(RNS) — Many racial justice advocates have insisted that if Black people are free, all people would be free, because so many oppressive systems intersect in Blackness. A year after George Floyd’s murder triggered a global anti-racist uprising, another new wave of protests seems to be proving this hypothesis right.
Last year, the multitudes chanting “Defund the police” had connected the murders of Breonna Taylor and George Floyd to a larger U.S. system of racial violence, one that disproportionately kills Black people as a matter of policy. This year, from the streets of Atlanta to East Jerusalem and Gaza, where murals of Floyd have appeared since last June and “I can’t breathe” has become a cry, crowds waving the Palestinian flag are making an important connection between systemic racism and colonialism.
The global protests that erupted on Floyd’s and Taylor’s behalf last year made this connection when demonstrators in Bristol, England, threw a statue of Edward Colston, a British merchant and slave trader, into a local harbor. They were acknowledging that when we talk about racism, we’re often talking about the symptoms of living in the wake of European colonization.

● **Given records**:
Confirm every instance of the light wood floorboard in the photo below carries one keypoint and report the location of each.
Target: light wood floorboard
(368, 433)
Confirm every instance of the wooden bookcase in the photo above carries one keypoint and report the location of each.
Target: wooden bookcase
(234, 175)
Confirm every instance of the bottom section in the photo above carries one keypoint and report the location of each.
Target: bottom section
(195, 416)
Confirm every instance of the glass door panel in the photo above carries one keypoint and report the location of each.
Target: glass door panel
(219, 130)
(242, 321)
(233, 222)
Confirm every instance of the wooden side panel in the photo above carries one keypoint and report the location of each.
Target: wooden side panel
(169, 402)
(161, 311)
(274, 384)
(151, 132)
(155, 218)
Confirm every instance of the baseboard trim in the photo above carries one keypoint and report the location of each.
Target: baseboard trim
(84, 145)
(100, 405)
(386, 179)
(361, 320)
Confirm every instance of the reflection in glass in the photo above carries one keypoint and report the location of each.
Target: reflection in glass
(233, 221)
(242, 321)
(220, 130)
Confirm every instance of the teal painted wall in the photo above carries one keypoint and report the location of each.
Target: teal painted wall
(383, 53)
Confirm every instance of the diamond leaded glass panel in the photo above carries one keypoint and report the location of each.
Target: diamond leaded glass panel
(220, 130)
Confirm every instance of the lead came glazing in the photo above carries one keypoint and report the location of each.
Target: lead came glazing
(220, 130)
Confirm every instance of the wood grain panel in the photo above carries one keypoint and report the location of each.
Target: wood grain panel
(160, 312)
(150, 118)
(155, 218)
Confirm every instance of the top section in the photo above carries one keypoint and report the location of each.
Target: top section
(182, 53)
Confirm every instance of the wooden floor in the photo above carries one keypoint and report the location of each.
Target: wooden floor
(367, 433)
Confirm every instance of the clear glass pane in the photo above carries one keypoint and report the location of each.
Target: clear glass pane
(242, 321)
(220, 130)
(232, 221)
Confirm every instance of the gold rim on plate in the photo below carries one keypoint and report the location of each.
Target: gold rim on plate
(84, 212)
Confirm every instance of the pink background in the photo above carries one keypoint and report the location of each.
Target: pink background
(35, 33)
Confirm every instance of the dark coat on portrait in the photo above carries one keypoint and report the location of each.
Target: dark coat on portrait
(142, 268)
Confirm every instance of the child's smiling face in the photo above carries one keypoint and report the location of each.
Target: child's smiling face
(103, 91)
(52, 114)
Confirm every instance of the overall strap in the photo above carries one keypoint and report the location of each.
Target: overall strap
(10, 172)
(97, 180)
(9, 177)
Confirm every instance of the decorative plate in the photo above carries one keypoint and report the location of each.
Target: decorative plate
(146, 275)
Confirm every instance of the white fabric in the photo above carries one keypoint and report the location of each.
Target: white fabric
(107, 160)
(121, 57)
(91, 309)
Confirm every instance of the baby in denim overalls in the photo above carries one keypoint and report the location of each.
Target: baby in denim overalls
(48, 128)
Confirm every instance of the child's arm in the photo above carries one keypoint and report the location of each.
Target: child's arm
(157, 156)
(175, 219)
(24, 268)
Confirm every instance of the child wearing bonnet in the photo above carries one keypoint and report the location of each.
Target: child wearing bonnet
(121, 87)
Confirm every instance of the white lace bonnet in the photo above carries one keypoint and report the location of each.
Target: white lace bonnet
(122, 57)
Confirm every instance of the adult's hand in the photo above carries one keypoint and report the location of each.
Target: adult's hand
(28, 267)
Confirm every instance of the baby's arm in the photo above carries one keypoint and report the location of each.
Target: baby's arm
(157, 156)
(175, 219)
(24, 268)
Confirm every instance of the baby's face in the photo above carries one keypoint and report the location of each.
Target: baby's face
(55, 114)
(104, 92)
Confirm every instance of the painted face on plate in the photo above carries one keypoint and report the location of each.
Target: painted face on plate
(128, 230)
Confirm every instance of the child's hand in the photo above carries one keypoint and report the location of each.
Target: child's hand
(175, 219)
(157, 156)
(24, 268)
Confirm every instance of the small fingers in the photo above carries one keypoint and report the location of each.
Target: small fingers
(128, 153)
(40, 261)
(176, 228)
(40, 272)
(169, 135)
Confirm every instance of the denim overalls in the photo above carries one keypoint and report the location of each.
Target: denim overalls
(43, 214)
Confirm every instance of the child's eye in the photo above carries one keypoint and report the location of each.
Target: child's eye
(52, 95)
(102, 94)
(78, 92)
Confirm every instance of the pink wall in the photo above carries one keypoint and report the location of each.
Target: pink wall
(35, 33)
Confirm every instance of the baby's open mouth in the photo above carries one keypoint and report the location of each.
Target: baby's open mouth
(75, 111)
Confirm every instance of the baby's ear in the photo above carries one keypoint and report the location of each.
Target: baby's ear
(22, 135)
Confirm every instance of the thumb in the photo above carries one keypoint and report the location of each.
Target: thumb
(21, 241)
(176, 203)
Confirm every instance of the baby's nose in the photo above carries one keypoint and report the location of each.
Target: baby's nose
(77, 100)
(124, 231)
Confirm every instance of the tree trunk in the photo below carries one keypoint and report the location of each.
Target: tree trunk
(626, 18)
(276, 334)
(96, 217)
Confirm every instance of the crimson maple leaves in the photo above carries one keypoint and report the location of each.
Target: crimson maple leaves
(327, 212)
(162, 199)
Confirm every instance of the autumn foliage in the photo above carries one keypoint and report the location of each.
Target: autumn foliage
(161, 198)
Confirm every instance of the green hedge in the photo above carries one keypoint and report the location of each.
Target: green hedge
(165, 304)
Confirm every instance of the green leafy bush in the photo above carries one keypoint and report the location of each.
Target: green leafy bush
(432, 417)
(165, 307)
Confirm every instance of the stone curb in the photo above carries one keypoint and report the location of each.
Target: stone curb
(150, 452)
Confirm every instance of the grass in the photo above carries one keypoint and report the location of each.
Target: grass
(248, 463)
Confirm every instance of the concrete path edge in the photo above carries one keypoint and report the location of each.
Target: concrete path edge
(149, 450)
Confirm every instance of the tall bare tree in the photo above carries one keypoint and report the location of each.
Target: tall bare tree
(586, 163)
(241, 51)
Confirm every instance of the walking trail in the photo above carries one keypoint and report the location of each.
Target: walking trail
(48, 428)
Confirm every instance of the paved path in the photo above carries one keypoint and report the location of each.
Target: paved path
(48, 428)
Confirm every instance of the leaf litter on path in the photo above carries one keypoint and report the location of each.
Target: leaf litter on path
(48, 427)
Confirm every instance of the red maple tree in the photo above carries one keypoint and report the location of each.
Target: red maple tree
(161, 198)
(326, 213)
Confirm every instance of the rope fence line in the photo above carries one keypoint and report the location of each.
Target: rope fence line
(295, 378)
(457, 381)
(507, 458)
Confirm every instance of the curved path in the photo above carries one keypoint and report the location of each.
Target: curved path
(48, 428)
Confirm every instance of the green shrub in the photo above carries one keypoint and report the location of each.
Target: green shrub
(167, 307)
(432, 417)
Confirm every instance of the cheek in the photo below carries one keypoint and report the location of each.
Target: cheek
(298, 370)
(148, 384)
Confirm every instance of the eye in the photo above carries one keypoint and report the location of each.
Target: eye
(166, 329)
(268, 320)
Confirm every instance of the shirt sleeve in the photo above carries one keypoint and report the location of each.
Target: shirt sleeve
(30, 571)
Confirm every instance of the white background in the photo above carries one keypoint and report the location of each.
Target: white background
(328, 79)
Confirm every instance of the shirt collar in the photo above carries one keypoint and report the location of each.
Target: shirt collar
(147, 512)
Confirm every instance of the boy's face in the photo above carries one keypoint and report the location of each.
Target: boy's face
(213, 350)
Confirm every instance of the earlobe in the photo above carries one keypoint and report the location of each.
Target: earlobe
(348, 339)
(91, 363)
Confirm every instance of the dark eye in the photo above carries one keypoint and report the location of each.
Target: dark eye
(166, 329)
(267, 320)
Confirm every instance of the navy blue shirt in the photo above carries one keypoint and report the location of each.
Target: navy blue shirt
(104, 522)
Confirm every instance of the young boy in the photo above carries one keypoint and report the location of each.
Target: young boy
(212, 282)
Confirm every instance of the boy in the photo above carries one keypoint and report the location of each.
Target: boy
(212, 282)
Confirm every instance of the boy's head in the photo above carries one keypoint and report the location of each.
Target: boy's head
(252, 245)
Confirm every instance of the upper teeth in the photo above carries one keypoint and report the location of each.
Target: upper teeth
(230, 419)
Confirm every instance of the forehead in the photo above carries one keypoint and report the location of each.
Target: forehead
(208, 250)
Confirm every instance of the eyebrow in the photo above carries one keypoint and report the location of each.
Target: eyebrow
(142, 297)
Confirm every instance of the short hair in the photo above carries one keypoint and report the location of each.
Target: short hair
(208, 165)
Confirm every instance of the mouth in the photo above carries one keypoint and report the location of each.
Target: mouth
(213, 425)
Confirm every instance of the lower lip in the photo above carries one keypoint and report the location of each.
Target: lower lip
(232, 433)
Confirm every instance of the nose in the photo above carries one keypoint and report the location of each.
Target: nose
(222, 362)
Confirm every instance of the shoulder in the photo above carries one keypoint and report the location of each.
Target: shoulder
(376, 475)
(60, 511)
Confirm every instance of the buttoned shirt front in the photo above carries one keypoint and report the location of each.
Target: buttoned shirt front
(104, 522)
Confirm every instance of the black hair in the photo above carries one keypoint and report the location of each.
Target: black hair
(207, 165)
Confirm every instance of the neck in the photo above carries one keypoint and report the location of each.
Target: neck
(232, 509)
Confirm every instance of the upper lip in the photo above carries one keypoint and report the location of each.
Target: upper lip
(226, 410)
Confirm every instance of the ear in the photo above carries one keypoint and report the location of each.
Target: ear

● **Prompt A**: In the passage on racial justice protests, what did demonstrators in Bristol, England, throw into a local harbor?
● **Prompt B**: Extend the passage on racial justice protests and colonialism beyond its final sentence.

● **Exercise result A**: They threw a statue of Edward Colston, a British merchant and slave trader, into a local harbor.

● **Exercise result B**:
Those white dominions, in other words, that once went stealing Indigenous land and “developing” it through slave labor were installing the colonial system, with its laws, institutions and justifying ideologies of white supremacy. These structures put the “system” in what we call systemic racism.
Today’s protesters are naming the occupation of Palestine by the Israeli state as a historical instance of violence, similar to Britain’s expanding across the Atlantic and America’s expanding across the North American continent. It’s a connection Black radicals have been making since the mid-1960s.
Black power icon Kwame Ture explicitly tied Zionism, white supremacy and colonialism together in a 1964 debate, explaining that Britain’s Balfour Declaration (1917) promised a national home for European Jews (there were already Jews in Palestine before then) “in an area Britain was colonizing: Palestine. (But) Palestine didn’t belong to the British!”
In 2014, Archbishop Desmond Tutu compared the occupation of Palestine to apartheid in South Africa. “I have witnessed the systemic humiliation of Palestinian men, women and children by members of the Israeli security forces,” he wrote in a statement. “Their humiliation is familiar to all black South Africans.”
In all those decades Black freedom fighters named the treatment of Palestinians as an injustice, there was never a global outcry of solidarity on the scope of today’s. But a global uprising for those once positioned as the very bottom of human hierarchy, once deemed nonhuman, the children of Africa, seems to have broken the seal on championing struggles that were once taboo.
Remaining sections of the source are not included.